Functional modules such as the Gut Brain modules shown here can be a valuable framework to investigate your data through. One major benefit of this framework is that you greatly reduce your search-space to specific functional pathways you’re interested in. This will allow you to greatly save on statistical tests, which in turn will help save statistical power when accounting for FDR.
Here, we will demonstrate how we got to the Gut Brain modules from our the schizophrenia data set. Be warned that the first few operations here are computationally very expensive and should be performed on a server or similar if possible.
First, let’s download the necessary data from curatedMicrobiomeData
#Load the relevant libraries
library(curatedMetagenomicData)
library(SummarizedExperiment)
#Define what data we're interested in. The "|" sign here signifies that we want both.
query <- "2021-03-31.ZhuF_2020.relative_abundance|2021-03-31.ZhuF_2020.gene_families"
#Download the specified data. This will take time.
ZhuF <- curatedMetagenomicData(query, counts = T, dryrun = F)
#Extract the relevant data from complex SummarizedExperiment objects
Zhu_F_gene_families = as.matrix( SummarizedExperiment::assay(ZhuF[[1]])) #Functions
Zhu_F_microbiome = data.frame(SummarizedExperiment::assay(ZhuF[[2]])) #Taxa
Zhu_F_metadata = data.frame(SummarizedExperiment::colData(ZhuF[[2]])) #Metadata
genus_lv_counts <- Zhu_F_microbiome %>%
rownames_to_column("X") %>%
#Collapse to genus level
mutate(X = str_remove(X, "\\|s__.*")) %>%
group_by(X) %>%
summarise(across(everything(), sum)) %>%
ungroup() %>%
#Clean up the names
mutate(X = str_remove(X, ".*\\|f__")) %>%
mutate(X = str_replace(X, "\\|g__", "_")) %>%
mutate(X = str_replace(X, "Clostridiales_unclassified_", "Clostridiales_")) %>%
filter(X != "Clostridiales_Clostridiales_unclassified") %>%
#Restore row.names
column_to_rownames("X")

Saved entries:
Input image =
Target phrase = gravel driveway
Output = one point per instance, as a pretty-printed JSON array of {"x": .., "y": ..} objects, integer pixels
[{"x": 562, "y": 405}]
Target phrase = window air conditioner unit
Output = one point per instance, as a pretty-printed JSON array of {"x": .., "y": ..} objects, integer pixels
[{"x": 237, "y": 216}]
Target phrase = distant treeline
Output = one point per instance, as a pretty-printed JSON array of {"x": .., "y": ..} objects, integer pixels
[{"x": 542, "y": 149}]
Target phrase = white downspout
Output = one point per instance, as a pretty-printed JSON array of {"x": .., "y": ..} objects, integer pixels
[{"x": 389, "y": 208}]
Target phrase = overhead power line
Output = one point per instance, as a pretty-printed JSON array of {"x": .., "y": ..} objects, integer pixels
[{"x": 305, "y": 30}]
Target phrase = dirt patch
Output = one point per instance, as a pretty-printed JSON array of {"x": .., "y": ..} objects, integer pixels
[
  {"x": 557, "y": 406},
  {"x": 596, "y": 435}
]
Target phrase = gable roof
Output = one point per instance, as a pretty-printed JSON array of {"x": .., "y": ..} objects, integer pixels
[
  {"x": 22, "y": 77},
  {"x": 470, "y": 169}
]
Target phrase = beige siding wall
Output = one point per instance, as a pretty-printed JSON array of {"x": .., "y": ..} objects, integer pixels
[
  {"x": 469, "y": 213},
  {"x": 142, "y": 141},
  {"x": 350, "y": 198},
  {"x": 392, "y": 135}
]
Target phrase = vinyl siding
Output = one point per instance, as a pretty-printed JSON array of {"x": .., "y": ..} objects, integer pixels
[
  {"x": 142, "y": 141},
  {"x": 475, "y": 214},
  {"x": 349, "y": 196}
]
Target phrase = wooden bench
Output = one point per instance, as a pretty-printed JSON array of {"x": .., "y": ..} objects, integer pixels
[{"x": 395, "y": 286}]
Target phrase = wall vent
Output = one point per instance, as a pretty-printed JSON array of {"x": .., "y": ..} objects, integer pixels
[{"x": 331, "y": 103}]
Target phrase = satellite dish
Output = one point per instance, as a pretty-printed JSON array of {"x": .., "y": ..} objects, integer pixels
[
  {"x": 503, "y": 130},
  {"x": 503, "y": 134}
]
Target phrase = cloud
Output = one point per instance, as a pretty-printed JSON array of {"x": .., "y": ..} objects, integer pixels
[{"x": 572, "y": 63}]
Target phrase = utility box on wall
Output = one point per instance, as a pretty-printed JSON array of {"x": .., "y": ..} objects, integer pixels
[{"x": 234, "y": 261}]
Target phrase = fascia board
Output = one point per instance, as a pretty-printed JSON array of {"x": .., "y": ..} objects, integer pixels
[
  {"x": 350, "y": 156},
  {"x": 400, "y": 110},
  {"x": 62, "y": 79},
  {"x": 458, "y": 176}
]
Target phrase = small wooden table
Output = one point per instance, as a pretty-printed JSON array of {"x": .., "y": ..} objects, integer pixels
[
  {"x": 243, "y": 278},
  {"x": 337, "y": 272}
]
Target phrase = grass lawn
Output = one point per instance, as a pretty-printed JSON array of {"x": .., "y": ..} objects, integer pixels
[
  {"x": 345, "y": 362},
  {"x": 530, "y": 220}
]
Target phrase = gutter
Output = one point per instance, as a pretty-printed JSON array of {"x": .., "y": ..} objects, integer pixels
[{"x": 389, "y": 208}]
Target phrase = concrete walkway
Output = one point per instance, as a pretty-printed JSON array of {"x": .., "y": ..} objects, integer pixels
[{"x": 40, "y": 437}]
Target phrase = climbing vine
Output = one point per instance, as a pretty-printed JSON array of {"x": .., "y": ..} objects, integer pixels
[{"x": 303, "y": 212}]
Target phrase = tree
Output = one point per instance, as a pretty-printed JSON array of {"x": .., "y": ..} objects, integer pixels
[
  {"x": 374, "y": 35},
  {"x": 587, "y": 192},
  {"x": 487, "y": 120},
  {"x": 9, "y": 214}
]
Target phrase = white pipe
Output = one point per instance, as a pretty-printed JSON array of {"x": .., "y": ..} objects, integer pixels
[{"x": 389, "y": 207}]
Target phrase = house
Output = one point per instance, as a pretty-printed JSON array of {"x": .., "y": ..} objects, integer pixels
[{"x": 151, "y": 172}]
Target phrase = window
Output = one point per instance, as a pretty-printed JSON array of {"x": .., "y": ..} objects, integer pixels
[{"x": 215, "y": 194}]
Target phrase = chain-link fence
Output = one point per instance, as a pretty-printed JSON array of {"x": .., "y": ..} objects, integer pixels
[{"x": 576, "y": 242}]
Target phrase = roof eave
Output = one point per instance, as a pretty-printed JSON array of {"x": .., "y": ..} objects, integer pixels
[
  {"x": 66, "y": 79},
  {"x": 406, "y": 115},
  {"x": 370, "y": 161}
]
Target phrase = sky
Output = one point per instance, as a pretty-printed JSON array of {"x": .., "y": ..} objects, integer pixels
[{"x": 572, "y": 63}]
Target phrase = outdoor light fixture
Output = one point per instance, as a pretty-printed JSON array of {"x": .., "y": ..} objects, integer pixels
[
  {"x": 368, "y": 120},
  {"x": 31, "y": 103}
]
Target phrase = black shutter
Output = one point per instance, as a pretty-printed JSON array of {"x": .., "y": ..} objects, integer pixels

...

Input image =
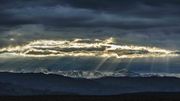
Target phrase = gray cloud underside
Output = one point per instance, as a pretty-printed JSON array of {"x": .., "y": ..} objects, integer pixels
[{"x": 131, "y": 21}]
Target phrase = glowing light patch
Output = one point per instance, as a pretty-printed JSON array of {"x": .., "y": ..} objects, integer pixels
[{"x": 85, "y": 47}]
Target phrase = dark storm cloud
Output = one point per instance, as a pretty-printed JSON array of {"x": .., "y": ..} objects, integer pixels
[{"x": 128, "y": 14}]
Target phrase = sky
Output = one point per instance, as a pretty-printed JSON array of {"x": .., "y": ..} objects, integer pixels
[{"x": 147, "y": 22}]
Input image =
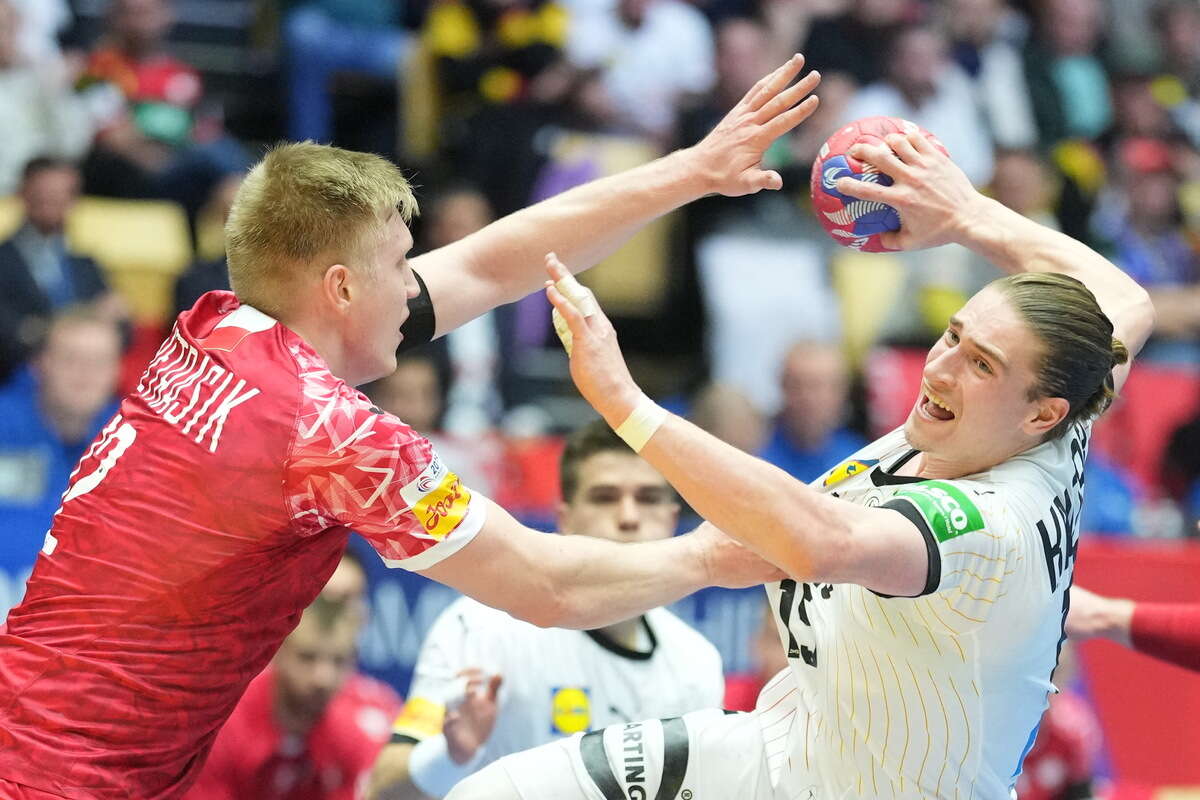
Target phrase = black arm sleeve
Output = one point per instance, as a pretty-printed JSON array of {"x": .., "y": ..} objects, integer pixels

---

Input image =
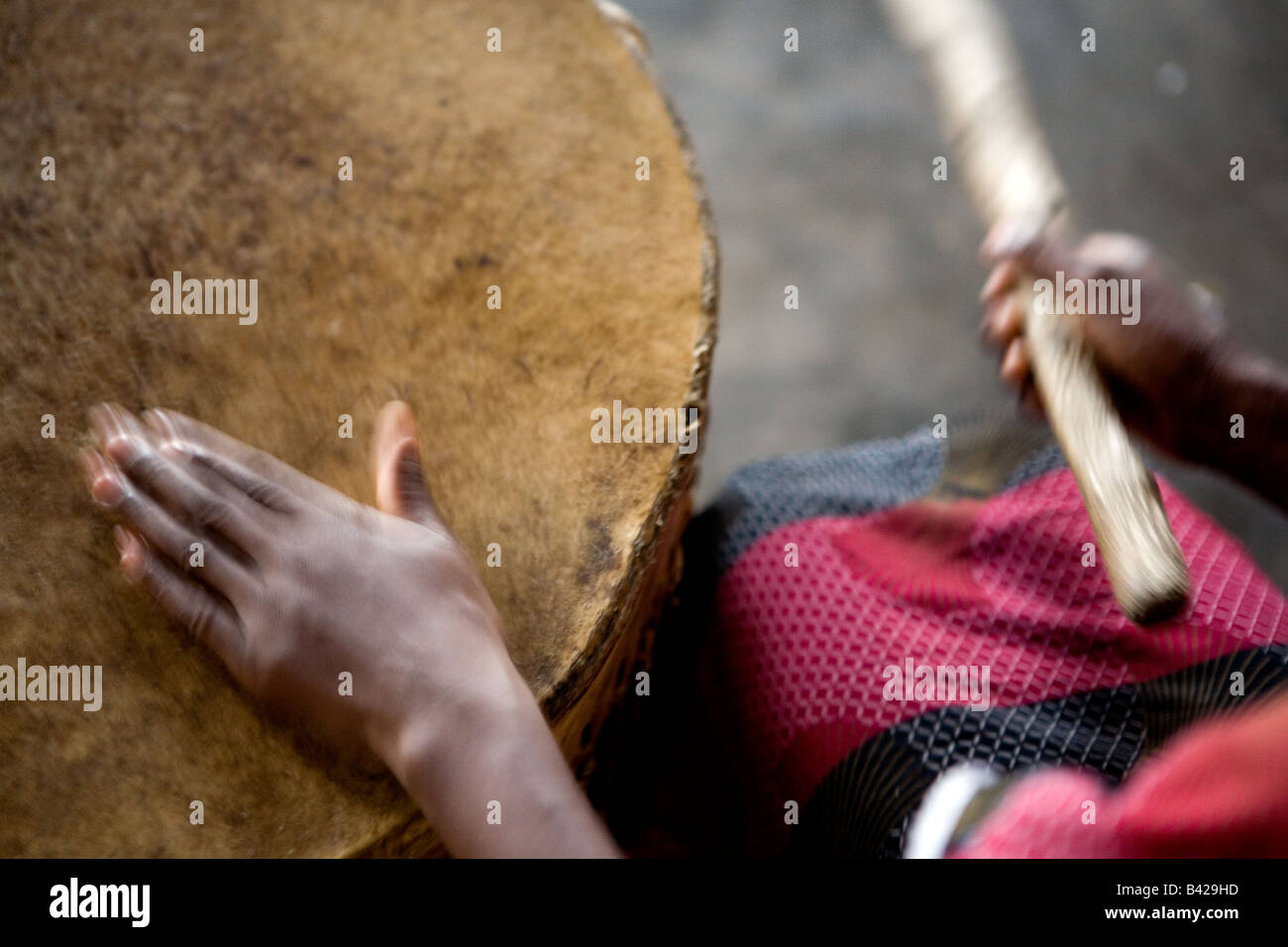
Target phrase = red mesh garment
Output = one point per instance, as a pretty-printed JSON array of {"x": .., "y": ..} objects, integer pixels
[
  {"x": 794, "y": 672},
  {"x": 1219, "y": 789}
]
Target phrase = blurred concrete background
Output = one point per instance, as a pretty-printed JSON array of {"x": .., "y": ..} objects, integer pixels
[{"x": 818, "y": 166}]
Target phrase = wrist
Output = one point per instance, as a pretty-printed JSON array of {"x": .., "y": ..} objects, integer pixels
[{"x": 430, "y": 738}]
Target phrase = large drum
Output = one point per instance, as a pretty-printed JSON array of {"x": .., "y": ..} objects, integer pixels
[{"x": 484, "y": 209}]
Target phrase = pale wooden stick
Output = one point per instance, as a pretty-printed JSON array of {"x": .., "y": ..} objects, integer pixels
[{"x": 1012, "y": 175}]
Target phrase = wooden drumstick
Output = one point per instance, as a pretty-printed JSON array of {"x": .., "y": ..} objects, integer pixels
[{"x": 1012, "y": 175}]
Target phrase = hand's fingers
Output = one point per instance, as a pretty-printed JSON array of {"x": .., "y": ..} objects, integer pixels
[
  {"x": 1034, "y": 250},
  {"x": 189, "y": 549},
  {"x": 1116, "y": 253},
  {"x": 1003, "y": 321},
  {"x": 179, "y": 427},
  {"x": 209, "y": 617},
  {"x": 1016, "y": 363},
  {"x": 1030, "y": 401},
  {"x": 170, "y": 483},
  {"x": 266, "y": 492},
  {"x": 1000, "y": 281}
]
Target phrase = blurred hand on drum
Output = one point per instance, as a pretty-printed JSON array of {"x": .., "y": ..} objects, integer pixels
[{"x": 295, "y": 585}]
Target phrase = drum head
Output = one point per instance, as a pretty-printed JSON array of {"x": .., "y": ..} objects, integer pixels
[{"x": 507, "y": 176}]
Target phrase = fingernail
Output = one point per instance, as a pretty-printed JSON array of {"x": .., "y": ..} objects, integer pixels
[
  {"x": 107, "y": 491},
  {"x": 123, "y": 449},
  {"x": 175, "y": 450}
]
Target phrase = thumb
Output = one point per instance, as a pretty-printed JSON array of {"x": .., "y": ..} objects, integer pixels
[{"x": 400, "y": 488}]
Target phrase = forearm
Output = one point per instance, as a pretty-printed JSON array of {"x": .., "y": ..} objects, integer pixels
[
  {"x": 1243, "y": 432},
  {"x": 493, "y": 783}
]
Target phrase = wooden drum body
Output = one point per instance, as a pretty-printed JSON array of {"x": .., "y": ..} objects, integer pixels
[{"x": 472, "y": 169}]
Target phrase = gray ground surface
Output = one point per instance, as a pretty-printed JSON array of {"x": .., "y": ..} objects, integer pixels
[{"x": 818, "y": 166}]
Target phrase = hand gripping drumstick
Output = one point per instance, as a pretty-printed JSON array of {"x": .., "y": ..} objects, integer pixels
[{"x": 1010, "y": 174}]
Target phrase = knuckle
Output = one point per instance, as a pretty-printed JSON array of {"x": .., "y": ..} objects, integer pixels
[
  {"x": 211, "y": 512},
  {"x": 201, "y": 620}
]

WHAT IS NEEDED →
Render this sentence from the Gut Brain modules passage in Spanish: "Be warned that the first few operations here are computationally very expensive and should be performed on a server or similar if possible."

TASK ANSWER →
Tenga en cuenta que las primeras operaciones de aquí son muy costosas desde el punto de vista computacional y, si es posible, deberían realizarse en un servidor o algo similar.